SET TASK:
Pull out every line of the entries below that contains the word "hose", matching case exactly.

Excerpts from location labeling data:
— Begin —

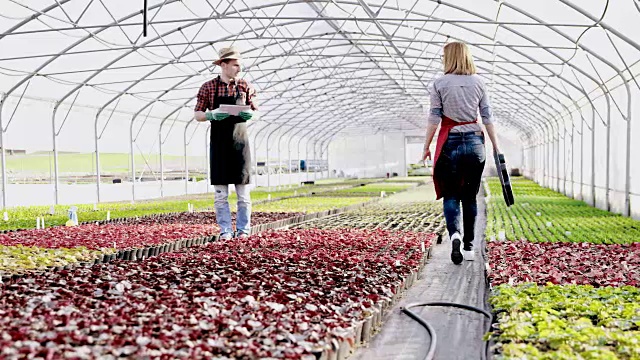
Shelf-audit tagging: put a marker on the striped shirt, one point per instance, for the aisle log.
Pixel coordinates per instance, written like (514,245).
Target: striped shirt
(209,89)
(460,98)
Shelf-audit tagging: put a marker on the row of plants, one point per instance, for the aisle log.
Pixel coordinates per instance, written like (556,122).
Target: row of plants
(424,217)
(377,188)
(25,217)
(566,322)
(279,294)
(565,277)
(32,250)
(518,262)
(542,215)
(310,204)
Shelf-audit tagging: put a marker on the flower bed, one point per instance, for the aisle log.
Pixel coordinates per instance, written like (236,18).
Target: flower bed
(285,294)
(567,322)
(516,262)
(426,217)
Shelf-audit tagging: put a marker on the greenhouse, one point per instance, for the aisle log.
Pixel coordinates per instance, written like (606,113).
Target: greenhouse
(121,237)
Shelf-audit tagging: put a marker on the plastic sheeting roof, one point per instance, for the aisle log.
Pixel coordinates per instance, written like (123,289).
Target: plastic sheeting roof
(343,66)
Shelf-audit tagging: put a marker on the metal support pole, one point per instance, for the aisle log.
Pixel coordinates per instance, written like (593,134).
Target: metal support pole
(3,159)
(133,163)
(96,139)
(145,21)
(56,172)
(208,156)
(161,161)
(186,161)
(627,185)
(279,162)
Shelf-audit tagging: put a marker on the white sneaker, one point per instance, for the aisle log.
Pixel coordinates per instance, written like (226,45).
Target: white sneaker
(469,255)
(456,244)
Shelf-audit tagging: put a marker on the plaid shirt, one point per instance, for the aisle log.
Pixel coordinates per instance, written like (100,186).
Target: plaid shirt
(207,93)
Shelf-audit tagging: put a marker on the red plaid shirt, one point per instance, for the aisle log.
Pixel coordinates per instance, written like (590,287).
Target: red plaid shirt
(207,93)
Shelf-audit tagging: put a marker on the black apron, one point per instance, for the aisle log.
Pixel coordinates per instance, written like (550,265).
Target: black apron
(230,158)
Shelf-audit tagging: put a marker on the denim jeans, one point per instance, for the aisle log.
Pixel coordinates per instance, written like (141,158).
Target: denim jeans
(461,164)
(223,213)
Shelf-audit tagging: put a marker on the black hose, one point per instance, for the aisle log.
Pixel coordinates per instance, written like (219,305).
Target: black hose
(432,346)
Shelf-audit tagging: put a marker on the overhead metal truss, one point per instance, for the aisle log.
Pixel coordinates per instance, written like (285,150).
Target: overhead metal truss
(338,66)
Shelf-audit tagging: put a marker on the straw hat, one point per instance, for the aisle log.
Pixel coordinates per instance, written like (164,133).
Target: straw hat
(229,53)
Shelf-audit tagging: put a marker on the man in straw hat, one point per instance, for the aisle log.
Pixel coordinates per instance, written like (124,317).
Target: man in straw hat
(230,159)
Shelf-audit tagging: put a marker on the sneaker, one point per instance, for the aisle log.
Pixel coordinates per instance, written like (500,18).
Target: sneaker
(456,255)
(469,255)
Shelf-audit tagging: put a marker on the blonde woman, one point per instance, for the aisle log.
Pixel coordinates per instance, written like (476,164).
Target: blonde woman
(456,99)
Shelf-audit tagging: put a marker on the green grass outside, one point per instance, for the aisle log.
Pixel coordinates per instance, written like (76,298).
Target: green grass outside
(84,163)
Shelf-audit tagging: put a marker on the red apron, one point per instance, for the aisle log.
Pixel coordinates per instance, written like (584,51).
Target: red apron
(445,127)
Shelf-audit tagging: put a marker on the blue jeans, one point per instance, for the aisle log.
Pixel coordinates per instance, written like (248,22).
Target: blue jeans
(223,213)
(461,164)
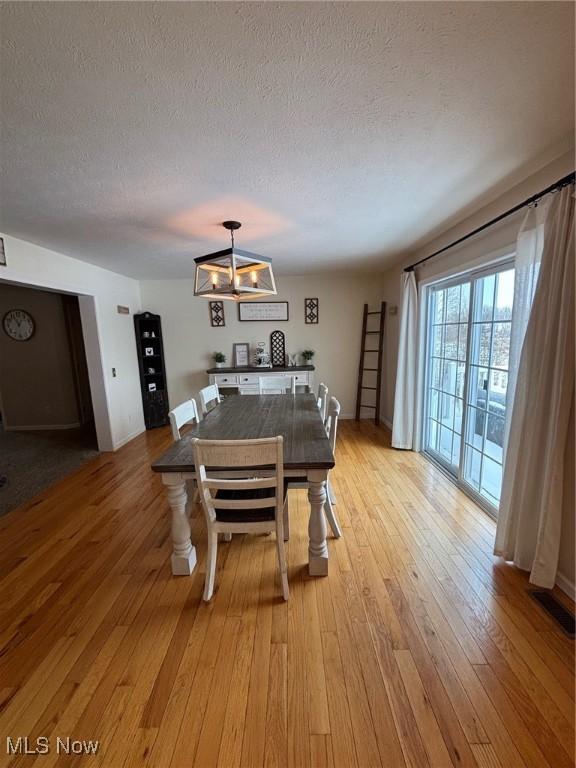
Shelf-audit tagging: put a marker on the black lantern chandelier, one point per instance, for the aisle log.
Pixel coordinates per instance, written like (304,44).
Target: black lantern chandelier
(232,273)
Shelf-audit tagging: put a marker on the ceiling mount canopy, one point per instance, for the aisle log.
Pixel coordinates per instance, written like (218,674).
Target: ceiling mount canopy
(232,273)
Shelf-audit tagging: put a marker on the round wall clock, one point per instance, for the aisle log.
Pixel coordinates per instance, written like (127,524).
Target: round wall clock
(18,324)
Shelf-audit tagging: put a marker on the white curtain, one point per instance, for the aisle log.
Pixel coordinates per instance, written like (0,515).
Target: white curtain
(530,516)
(405,394)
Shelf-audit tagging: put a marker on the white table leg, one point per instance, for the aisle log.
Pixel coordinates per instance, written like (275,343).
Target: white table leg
(317,548)
(183,552)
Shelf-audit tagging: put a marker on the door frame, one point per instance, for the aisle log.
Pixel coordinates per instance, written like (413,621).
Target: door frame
(497,262)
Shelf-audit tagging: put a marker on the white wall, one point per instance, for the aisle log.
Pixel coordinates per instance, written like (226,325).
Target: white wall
(189,339)
(108,336)
(495,241)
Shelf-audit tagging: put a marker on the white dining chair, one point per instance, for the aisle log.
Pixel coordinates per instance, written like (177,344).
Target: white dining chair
(331,426)
(322,399)
(209,398)
(276,385)
(185,413)
(241,505)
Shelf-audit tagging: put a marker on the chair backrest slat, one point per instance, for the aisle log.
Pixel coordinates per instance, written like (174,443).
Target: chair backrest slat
(331,423)
(209,398)
(265,459)
(322,400)
(185,413)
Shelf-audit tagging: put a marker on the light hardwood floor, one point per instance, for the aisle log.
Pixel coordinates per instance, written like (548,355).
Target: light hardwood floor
(419,649)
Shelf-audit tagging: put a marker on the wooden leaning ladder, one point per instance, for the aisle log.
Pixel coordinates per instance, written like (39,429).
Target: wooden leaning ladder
(362,368)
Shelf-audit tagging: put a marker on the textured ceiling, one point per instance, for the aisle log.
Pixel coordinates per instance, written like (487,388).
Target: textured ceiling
(341,134)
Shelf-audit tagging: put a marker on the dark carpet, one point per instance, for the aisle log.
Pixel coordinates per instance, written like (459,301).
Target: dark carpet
(32,461)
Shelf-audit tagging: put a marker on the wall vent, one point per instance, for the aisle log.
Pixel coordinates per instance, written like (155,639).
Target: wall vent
(556,610)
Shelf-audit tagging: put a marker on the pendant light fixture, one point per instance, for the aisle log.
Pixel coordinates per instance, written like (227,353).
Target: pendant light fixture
(232,273)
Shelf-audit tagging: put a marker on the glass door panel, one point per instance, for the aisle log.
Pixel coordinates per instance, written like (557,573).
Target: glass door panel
(469,324)
(487,383)
(448,317)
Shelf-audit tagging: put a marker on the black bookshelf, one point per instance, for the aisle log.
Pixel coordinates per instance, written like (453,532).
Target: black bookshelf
(148,328)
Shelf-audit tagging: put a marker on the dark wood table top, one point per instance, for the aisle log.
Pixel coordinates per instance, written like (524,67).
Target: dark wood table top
(262,369)
(243,417)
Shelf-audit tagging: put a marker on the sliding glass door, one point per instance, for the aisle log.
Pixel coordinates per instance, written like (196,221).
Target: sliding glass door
(467,353)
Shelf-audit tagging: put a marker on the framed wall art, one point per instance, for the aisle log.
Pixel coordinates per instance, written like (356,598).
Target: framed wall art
(251,311)
(217,318)
(241,355)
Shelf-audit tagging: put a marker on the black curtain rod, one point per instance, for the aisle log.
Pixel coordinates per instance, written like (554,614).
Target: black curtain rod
(569,179)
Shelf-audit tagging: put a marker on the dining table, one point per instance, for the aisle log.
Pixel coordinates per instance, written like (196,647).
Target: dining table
(307,453)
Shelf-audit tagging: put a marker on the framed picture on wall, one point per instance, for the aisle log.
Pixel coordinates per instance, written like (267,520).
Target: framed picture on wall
(241,355)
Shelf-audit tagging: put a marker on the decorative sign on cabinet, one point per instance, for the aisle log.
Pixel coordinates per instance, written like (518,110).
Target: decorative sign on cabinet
(262,310)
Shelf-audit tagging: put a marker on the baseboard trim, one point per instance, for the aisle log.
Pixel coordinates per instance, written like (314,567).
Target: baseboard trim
(39,427)
(567,586)
(119,443)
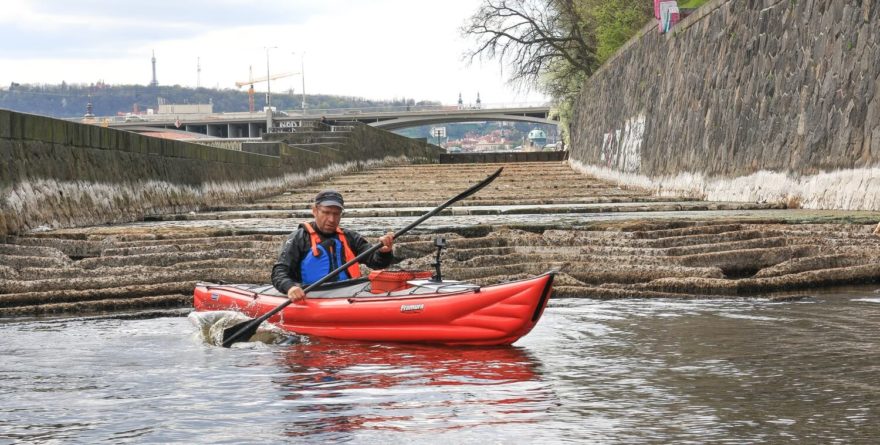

— End —

SOLUTION:
Shelf-audit tagging: put a marker on the black hose, one point per instance, for the aisle log.
Target: black hose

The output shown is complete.